Passage retenu.

<<<<

François d'Epenoux

François d'Epenoux

Les désossés

Portrait 00'07'14"

Philippe Chauveau :

Bonjour François d'Epenoux.

François d'Epenoux :

Bonjour Philippe Chauveau.

Philippe Chauveau :

Voila votre douzième titre, Les Désossées, aux éditions Anne Carrière. On va reparler de ce roman. On aussi remonter la machine du temps. Votre premier roman, Gégé, c'était en 1995. Vous aviez été dans la sélection du Goncourt du premier roman. Mais il y a un autre François d'Epenoux, c'est celui qui est fan de publicité, puisque c'est votre activité. La publicité, c'est quoi pour vous?

François d'Epenoux :

C'est avant tout un gagne pain, si je puis dire. J'ai toujours trouvé que c'était une bonne idée d'avoir une écriture d'un côté romanesque, la fiction, la liberté absolue, et puis, de l'autre côté, une écriture plus codée, presque ludique, qui se met au service de certaines choses, parfois des produits et parfois des belles causes. En ce moment, je travaille pour Perce-Neige, la fondation de Lino Ventura. C'est une bonne façon de diviser ma vie. Il y a l'alimentaire amusant et l'écriture fictionnelle amusante ou pas, ça dépend.

Philippe Chauveau :

La publicité a-t-elle beaucoup évolué? On se souvient de cette génération, fils de pub des années 80-90. On a l'impression aujourd'hui que la publicité est un peu plus timorée, moins inventive. Est-ce vrai?

François d'Epenoux :

C'est vrai. D'abord parce qu'il y a quand même moins d'argent qu'avant, sauf pour les très gros comptes, type voitures et autres. Et puis maintenant, la publicité répond à des codes tellement marquetés, presque objectif, de tels outils de mesure d'impact qu'en fait, les clients font très attention. On fait attention à ce qu'on fait. Et puis maintenant, il y a aussi une autre chose, c'est que des gros investissements sur le digital qui nous laissent parfois un peu de liberté parfois pas. Mais c'est vrai que tout est très codé, très cadré. A mon avis, un peu moins fou qu'avant.

>>>>

Extrait source.
<<<<

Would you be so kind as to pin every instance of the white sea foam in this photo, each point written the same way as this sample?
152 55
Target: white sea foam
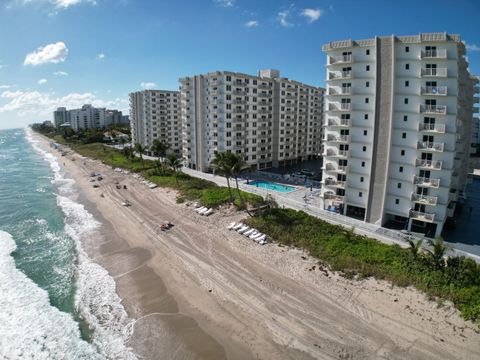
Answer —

>>>>

La consigne.
Retapez mot pour mot l'entretien avec François d'Epenoux, de "C'est avant tout" à "inventive. Est-ce vrai?". Ce matériel n'entre pas en jeu ici.

Réponse finale.
C'est avant tout un gagne pain, si je puis dire. J'ai toujours trouvé que c'était une bonne idée d'avoir une écriture d'un côté romanesque, la fiction, la liberté absolue, et puis, de l'autre côté, une écriture plus codée, presque ludique, qui se met au service de certaines choses, parfois des produits et parfois des belles causes. En ce moment, je travaille pour Perce-Neige, la fondation de Lino Ventura. C'est une bonne façon de diviser ma vie. Il y a l'alimentaire amusant et l'écriture fictionnelle amusante ou pas, ça dépend.

Philippe Chauveau :

La publicité a-t-elle beaucoup évolué? On se souvient de cette génération, fils de pub des années 80-90. On a l'impression aujourd'hui que la publicité est un peu plus timorée, moins inventive. Est-ce vrai?